_Required action_
Find and copy every line in the records that includes the string "below".

_Material to process_

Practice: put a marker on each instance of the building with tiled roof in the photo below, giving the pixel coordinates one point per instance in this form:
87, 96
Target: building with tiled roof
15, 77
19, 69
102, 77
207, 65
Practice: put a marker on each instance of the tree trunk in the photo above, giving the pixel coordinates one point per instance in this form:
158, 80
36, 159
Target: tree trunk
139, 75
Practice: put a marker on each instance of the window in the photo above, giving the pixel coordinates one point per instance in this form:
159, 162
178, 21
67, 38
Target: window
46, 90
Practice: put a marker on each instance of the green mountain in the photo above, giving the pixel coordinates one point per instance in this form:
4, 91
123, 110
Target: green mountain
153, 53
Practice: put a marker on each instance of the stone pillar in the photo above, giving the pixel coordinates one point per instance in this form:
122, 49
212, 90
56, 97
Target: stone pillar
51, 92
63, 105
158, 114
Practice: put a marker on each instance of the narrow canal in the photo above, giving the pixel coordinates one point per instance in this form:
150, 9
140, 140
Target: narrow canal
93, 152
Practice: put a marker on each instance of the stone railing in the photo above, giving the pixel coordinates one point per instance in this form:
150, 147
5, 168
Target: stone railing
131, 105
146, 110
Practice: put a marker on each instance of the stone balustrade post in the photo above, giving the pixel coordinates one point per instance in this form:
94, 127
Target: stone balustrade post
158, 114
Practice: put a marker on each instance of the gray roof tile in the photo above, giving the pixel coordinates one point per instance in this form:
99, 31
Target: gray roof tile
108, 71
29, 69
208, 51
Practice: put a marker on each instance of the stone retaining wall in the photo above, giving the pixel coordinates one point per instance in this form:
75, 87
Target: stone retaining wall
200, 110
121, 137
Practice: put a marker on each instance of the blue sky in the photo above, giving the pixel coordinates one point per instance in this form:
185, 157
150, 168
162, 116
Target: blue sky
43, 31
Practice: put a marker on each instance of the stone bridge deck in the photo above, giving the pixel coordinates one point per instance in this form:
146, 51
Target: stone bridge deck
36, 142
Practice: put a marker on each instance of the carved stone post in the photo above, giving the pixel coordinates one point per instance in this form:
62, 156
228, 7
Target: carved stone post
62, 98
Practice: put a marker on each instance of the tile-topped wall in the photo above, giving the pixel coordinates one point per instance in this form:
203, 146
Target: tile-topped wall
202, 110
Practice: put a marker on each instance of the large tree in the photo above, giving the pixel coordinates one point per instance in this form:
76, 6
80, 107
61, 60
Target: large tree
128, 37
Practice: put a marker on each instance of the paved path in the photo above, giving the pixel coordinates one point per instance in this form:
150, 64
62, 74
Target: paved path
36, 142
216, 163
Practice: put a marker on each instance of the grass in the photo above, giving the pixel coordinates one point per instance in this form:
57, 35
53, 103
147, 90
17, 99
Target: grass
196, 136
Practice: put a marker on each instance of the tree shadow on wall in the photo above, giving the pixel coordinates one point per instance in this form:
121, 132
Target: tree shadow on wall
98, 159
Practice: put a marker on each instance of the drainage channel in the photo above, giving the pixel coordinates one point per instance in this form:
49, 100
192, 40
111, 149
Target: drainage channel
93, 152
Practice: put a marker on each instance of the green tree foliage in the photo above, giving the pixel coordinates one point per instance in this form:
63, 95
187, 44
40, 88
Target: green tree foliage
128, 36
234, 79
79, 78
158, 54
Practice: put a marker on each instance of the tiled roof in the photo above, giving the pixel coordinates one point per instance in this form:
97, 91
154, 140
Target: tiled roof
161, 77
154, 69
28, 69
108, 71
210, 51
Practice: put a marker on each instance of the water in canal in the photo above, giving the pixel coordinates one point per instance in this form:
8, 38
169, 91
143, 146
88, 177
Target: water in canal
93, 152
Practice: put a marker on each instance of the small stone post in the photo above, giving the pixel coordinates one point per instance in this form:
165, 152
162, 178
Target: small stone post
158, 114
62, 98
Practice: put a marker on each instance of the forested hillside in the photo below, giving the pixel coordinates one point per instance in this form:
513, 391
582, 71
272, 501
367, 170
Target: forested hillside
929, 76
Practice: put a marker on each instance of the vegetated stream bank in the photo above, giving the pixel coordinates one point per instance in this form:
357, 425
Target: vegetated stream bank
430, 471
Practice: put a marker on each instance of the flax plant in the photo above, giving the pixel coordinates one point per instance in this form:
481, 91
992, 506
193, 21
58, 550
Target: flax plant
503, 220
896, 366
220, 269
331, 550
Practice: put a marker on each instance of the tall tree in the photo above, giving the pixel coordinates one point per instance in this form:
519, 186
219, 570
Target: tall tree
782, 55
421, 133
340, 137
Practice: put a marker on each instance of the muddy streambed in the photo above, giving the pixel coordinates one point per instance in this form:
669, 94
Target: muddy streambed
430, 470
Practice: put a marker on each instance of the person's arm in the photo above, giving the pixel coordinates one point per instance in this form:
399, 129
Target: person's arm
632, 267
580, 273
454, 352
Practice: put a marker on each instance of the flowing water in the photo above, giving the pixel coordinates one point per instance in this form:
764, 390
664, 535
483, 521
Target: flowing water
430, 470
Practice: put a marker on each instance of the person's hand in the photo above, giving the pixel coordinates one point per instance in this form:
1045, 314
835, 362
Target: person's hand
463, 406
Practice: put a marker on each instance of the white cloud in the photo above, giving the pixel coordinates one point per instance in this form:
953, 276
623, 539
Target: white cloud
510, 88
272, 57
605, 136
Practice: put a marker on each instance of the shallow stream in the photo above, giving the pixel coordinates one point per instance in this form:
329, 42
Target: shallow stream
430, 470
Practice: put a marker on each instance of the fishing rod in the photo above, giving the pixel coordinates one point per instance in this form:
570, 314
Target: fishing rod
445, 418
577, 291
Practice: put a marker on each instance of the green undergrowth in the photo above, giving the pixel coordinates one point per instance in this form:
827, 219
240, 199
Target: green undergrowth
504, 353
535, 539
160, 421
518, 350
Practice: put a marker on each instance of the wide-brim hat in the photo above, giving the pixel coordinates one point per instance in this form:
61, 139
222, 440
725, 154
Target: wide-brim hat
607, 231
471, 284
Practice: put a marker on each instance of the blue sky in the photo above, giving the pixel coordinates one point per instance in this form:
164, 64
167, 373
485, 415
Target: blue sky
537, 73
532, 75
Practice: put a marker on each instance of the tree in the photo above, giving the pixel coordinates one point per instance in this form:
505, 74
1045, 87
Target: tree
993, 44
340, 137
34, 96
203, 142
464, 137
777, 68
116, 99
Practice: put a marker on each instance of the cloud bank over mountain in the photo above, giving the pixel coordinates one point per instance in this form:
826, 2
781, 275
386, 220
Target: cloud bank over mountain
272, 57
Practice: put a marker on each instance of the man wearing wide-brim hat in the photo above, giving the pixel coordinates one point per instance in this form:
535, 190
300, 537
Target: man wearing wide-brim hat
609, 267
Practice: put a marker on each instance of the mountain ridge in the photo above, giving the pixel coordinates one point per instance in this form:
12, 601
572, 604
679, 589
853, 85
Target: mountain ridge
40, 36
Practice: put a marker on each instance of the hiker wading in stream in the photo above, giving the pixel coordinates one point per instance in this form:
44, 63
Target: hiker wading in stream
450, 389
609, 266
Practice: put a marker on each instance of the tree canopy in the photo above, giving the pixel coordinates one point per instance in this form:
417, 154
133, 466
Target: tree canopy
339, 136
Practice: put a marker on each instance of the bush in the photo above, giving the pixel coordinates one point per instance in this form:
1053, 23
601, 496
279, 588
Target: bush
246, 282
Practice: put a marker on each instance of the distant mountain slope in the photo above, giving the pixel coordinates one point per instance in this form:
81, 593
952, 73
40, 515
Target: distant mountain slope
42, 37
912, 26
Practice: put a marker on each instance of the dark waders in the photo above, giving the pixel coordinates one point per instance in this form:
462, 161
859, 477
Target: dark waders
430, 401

_Written response_
Practice: put a marker on each instance of the building with tiled roof in the photo below, giving the pixel coordinates one point per instance in this form:
Practice: put a marker on each instance of the forested hillside in the photo below, giving the pixel coordinates one point per instance in this form:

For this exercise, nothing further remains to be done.